## [GIVEN INFORMATION]
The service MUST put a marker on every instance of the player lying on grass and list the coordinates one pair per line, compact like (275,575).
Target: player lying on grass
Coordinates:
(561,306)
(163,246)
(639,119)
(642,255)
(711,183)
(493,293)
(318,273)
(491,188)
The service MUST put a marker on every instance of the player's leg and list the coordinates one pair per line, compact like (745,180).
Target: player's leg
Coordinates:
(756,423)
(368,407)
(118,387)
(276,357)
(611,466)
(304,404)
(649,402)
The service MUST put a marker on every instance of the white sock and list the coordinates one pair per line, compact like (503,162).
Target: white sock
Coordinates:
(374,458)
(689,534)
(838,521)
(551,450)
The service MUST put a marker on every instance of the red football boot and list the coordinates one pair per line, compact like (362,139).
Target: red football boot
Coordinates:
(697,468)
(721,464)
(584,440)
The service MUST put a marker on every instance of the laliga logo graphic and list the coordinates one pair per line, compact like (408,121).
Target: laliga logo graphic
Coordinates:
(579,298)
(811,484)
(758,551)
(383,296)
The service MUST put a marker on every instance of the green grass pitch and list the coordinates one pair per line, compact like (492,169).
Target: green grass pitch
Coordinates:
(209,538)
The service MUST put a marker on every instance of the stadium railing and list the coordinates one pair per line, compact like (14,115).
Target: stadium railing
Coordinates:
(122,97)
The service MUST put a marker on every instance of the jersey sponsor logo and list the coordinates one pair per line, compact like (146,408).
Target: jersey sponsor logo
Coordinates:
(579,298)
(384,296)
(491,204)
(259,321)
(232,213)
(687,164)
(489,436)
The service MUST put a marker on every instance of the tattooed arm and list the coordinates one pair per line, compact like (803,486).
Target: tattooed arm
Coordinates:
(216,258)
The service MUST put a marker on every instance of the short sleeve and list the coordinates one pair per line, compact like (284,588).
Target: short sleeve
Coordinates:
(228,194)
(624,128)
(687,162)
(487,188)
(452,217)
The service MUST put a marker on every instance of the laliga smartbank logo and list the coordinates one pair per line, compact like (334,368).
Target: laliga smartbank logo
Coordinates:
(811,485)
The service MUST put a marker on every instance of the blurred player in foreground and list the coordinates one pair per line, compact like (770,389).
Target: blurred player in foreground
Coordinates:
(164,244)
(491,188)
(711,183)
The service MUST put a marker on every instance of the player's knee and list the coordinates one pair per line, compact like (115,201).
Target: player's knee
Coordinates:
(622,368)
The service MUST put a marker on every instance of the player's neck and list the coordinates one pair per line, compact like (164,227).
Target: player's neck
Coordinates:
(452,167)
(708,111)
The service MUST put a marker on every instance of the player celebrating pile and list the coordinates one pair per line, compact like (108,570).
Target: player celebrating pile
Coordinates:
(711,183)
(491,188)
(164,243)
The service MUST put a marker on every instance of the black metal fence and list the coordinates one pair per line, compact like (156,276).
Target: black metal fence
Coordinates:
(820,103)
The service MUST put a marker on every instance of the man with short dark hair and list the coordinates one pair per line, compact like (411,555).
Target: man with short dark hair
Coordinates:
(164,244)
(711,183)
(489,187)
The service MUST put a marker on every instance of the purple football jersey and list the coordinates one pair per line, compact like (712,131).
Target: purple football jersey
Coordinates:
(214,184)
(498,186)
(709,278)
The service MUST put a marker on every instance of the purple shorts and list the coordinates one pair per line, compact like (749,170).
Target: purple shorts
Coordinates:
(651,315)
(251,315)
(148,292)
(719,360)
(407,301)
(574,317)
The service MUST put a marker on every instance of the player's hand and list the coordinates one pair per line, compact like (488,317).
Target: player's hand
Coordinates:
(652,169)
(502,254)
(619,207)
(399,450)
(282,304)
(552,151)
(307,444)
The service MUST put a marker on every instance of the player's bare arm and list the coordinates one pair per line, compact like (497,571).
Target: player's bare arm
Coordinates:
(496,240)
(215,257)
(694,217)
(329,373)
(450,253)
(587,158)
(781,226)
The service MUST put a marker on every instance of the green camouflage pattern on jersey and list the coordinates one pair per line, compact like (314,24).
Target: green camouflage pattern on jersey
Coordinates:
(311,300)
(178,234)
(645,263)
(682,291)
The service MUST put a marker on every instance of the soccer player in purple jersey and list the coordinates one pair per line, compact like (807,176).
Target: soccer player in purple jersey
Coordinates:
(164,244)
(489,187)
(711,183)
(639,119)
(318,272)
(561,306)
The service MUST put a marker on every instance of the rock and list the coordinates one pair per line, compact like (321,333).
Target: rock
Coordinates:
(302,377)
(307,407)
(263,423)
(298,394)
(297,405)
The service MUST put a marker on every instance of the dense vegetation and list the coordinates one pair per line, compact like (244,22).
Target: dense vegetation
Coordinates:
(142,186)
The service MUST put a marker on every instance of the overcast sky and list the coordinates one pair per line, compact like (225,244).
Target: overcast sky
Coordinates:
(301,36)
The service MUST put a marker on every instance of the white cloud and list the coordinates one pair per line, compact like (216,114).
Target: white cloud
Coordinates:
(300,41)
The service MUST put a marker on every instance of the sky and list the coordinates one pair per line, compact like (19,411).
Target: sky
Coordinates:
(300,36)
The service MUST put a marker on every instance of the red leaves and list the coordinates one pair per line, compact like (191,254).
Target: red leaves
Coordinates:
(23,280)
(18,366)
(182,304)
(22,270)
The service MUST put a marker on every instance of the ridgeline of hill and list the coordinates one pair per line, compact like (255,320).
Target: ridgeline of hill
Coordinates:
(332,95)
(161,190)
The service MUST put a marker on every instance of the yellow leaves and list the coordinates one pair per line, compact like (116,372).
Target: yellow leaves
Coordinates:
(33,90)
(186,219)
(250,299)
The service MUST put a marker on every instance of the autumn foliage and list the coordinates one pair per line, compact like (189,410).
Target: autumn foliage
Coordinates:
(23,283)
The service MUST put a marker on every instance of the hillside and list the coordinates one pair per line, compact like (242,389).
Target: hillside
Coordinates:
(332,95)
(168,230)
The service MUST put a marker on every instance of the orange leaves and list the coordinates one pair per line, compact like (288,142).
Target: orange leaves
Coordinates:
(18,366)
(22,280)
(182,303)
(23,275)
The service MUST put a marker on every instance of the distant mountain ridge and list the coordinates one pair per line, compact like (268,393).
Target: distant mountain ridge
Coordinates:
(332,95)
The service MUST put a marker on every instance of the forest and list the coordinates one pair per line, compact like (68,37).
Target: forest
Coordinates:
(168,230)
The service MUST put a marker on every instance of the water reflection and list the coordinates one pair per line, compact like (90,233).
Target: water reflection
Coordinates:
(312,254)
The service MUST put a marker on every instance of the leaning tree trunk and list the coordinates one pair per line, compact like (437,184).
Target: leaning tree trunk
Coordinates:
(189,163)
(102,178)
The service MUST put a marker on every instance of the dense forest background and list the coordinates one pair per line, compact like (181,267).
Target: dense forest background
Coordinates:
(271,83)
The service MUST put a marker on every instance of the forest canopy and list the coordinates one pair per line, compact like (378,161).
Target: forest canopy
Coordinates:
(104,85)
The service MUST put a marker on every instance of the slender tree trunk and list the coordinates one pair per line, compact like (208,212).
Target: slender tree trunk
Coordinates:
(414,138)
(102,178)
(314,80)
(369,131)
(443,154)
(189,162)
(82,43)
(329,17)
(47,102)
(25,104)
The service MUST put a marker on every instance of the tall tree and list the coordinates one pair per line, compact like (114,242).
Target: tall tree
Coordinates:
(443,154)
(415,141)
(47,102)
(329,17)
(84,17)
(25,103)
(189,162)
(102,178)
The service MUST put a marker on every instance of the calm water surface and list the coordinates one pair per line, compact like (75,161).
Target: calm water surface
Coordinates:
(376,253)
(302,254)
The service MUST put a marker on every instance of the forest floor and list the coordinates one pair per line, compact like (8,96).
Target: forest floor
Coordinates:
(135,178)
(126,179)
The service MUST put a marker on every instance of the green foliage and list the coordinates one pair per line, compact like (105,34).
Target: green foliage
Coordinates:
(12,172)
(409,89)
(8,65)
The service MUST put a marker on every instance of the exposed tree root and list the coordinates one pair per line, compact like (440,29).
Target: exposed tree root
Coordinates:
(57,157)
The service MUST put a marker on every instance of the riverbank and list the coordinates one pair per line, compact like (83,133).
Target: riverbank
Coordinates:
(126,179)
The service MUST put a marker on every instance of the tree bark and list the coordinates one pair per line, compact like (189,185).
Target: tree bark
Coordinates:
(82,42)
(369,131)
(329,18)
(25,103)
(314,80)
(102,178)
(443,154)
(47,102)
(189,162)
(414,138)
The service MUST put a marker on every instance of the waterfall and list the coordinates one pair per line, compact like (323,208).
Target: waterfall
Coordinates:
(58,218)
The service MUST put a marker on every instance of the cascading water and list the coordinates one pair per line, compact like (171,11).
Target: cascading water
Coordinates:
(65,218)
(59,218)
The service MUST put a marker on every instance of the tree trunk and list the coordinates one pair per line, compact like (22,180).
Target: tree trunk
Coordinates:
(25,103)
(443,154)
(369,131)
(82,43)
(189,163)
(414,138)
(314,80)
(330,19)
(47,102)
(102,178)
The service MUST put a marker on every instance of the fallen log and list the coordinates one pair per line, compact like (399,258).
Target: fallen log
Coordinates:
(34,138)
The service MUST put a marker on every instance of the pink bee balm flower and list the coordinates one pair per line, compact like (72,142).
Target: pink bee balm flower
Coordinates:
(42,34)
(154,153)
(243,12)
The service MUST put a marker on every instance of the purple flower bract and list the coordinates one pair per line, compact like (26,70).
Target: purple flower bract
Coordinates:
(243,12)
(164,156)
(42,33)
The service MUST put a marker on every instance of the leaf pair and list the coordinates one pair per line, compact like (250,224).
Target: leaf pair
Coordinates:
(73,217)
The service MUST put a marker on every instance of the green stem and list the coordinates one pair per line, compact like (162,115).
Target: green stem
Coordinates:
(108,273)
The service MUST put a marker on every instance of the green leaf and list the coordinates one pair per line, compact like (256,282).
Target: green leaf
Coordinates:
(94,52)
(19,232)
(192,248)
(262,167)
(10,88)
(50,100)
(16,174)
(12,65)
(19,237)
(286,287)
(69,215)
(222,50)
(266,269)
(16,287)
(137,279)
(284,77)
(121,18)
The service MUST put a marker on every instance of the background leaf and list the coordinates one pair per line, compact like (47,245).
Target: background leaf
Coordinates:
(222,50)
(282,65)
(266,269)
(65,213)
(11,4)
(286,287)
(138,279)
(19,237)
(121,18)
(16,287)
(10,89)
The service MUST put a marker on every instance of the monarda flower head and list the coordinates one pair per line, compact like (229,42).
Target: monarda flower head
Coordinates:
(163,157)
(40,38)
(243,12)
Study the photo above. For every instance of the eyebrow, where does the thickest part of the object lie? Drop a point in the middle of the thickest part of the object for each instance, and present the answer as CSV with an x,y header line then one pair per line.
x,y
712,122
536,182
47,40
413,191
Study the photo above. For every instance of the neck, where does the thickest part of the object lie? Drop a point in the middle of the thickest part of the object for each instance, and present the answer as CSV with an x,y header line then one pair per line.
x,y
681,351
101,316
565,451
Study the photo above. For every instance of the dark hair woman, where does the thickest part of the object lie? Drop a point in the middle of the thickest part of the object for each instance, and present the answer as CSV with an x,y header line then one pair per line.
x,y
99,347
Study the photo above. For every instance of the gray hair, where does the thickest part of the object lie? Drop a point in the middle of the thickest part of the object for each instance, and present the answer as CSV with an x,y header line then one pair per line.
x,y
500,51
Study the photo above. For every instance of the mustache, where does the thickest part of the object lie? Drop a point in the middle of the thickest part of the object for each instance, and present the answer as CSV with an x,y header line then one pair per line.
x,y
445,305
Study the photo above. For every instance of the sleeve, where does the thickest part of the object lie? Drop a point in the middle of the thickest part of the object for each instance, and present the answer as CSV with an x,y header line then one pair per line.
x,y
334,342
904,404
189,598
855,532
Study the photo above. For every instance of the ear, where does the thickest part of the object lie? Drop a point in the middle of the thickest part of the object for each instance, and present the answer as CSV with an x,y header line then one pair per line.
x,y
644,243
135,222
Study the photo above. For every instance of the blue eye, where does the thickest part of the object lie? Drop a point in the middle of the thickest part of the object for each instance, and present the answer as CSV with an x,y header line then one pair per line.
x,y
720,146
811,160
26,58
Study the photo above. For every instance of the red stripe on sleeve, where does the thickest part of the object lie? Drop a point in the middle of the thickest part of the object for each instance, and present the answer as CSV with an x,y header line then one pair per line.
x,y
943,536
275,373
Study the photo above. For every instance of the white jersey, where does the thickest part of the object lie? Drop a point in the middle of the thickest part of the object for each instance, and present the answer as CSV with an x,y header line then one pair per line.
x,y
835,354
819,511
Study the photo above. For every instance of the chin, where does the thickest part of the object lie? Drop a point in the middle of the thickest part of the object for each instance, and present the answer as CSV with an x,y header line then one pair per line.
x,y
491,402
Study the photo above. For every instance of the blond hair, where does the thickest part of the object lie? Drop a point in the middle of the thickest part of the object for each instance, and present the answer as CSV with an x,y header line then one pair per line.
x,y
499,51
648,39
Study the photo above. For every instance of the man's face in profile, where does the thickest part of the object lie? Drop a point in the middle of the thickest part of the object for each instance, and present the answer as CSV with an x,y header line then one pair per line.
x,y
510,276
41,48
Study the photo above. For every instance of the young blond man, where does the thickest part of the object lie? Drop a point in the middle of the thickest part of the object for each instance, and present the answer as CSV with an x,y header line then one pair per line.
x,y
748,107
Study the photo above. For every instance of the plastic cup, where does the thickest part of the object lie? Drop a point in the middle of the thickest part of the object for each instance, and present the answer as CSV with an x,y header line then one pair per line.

## [THE TASK]
Look for the string "floor" in the records, and copy every line where it is found.

## [ANSWER TO THE PROBLEM]
The service MUST put a marker on every instance of the forest floor and list the coordinates one pair per line, compact like (8,96).
Target: forest floor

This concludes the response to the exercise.